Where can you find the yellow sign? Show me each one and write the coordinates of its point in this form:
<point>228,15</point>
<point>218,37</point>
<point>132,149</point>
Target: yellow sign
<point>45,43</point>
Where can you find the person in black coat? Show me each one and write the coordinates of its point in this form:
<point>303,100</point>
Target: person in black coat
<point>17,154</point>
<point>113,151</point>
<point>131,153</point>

************

Repeat every line of the data, exactly and in full.

• [Output]
Where can you find the yellow sign? Show me each one and write the coordinates of its point in this form:
<point>228,15</point>
<point>218,37</point>
<point>132,149</point>
Target: yellow sign
<point>45,43</point>
Where can you find the person in black coat? Show me each one and write the coordinates of its point in this form:
<point>303,100</point>
Target: person in black coat
<point>17,154</point>
<point>113,151</point>
<point>131,153</point>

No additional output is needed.